WRITTEN REQUEST
Please answer from the text on Mansfield and Woolf: whose concept of "overreading" does Moran use?

SOURCE DOCUMENT
————————

Word of Mouth explores two major British modernists whose names have most commonly been linked as antagonists, not as women struggling with similar concerns about the problems that embodiment presents to the would-be female artist. Moran frames her discussion of Mansfield and Woolf with a well-argued corrective to French feminist theories—most prominently those of Hélène Cixous—that postulate a feminine writing born of women’s bodies and challenging patriarchal systems in a subversive and affirmative manner. Rather, Moran demonstrates, the woman who desires to write often experiences a contempt for femaleness, even as she seeks a “feminine” consciousness, [End Page 1024] and her works may thus write a body that expresses self-loathing—not just a “different,” positive language of women. Moran would have readers examine “the material inscriptions that also bear witness to the cultural construction of femininity and the uses of the female body in patriarchy.” In doing so, she herself focuses on what she terms the “scar tissue” of the crippling inflicted on women’s minds as they internalize their culture’s perceptions of the female body, and the unavoidable tension between this revulsion for materiality and an art that contests such a destructive (self-)devaluation.

Acknowledging the differences between the two writers under study, in particular Woolf’s professed disdain for Mansfield’s fiction, Moran yet finds in their strained friendship a central shared element, “what it meant to each to be a woman writer.” Both authors saw severe limitations to women’s expression: in language itself, in narrative conventions, and most importantly in female embodiment—frequently metaphorized in the figure of the mother, to which Moran devotes much of her close study of specific texts by the two authors. An important distinction emerges in these discussions: while Mansfield often describes female bodies that engulf a woman’s subjectivity with monstrous flesh, Woolf perceives the woman writer as having to conceal her femaleness from a largely male audience. Nevertheless, using Nancy K. Miller’s concept of “overreading,” Moran argues that in the works of Woolf and Mansfield, “female writing” incorporates both a desire for subjectivity and a conflicting desire to deny or erase that embodied subjectivity. The hysteric joins the mother as a central figure in this study, as Moran employs (while revising) psychoanalytic approaches to anxiety and pathology.

————————

[Stored data]
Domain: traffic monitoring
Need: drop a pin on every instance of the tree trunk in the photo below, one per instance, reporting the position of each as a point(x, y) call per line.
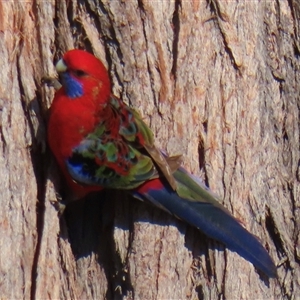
point(218, 82)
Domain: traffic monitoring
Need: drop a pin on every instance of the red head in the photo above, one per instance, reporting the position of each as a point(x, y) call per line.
point(82, 74)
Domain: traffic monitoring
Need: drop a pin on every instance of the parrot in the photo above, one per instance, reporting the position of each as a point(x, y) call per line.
point(100, 142)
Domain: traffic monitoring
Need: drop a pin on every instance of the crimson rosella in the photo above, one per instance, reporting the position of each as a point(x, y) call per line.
point(100, 142)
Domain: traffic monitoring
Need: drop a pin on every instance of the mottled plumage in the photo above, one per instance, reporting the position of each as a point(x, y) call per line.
point(100, 142)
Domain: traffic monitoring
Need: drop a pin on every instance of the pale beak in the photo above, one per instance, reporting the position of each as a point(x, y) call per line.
point(61, 66)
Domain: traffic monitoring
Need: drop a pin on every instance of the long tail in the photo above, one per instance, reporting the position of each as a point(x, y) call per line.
point(195, 204)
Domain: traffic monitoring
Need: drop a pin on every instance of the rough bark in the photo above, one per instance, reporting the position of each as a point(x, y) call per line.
point(218, 82)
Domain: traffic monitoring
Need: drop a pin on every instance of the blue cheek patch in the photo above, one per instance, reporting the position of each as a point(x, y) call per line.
point(72, 86)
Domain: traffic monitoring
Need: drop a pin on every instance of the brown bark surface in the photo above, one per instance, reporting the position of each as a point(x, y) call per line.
point(218, 82)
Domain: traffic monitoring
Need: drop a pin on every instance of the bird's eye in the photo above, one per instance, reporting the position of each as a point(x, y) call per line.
point(79, 73)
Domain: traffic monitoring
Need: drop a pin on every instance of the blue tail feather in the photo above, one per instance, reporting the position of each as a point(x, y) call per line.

————————

SOLUTION TO THIS EXERCISE
Nancy K. Miller's